**AIM 1:**
Answer these three questions using the forum thread about the Supermicro A1SRi-2358F board.
(a) What launch date does gofer_touch give for the board?
(b) Which FreeBSD version did SuperMicro test the board with, according to SirDice?
(c) About how much does Phishfry bet the board will cost?

**GIVEN PASSAGE:**
>>
# Supermicro A1SRi-2358F in the wild?



## gofer_touch (Mar 30, 2016)

Has anyone seen these new Supermicro boards in the wild?

http://www.supermicro.nl/products/motherboard/Atom/X10/A1SRi-2358F.cfm

Looks like they would make a great perimeter firewall system or even a low power NAS. It has a quad port Intel NIC and IPMI.


----------



## SirDice (Apr 1, 2016)

That looks like a nice board indeed. I haven't seen it myself but it should run FreeBSD just fine. Most SuperMicro boards do. If you click on the OS Compatibility link for this one SuperMicro even tested it for FreeBSD 10.0.


----------



## gofer_touch (Apr 1, 2016)

April 8th is supposed to be the launch date. Looking forward to picking up a couple of these.


----------



## wblock@ (Apr 3, 2016)

What will the Supermicro board cost?


----------



## Phishfry (Apr 3, 2016)

These are similar Supermicro boards in wide use. $250US
http://www.supermicro.com/products/motherboard/Atom/X10/A1SRi-2558F.cfm



Difference being 2 core versus 4 core CPU and 8GB RAM module support versus 16GB per slot and 2 ram slots versus 4 slots.
2 each SATA2 ports versus 4 SATA2.

I would bet around $200US


----------



## Phishfry (Apr 4, 2016)

I was wrong about the memory. It will take a 16GB stick according to the Memory List. So who would add a single stick? The max memory is 16GB it says...I always populate memory for Dual Channel configuration.
<<
**AIM 2:** Identify each line of the records that contains the string "viewBox", and copy those lines.

**SUPPLIED INFORMATION:**
>>
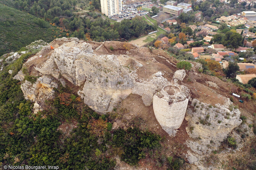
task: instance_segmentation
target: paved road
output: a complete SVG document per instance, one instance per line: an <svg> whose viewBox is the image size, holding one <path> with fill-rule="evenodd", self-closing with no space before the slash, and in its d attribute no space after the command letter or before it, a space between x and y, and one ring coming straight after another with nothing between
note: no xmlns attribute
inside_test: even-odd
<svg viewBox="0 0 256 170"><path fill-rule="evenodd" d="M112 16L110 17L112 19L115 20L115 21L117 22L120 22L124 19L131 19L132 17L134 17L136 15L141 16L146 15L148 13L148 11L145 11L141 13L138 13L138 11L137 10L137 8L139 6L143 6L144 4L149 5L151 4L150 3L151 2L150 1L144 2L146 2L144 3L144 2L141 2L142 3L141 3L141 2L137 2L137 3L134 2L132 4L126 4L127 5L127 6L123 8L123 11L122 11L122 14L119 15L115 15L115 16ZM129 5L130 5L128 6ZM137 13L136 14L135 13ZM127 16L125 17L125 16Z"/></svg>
<<
**CORRECT ANSWER 1:**
(a) April 8th
(b) FreeBSD 10.0
(c) Around $200US

**CORRECT ANSWER 2:**
output: a complete SVG document per instance, one instance per line: an <svg> whose viewBox is the image size, holding one <path> with fill-rule="evenodd", self-closing with no space before the slash, and in its d attribute no space after the command letter or before it, a space between x and y, and one ring coming straight after another with nothing between
<svg viewBox="0 0 256 170"><path fill-rule="evenodd" d="M112 16L110 17L112 19L115 20L115 21L117 22L120 22L124 19L131 19L132 17L134 17L136 15L141 16L146 15L148 13L148 11L145 11L141 13L138 13L138 11L137 10L137 8L139 6L143 6L144 4L149 5L151 4L150 3L151 2L150 1L144 2L146 2L144 3L144 2L141 2L142 3L141 3L141 2L137 2L137 3L134 2L132 4L126 4L127 5L127 6L123 8L123 11L122 11L122 14L119 15L115 15L115 16ZM129 5L130 5L128 6ZM137 13L136 14L135 13ZM127 16L125 17L125 16Z"/></svg>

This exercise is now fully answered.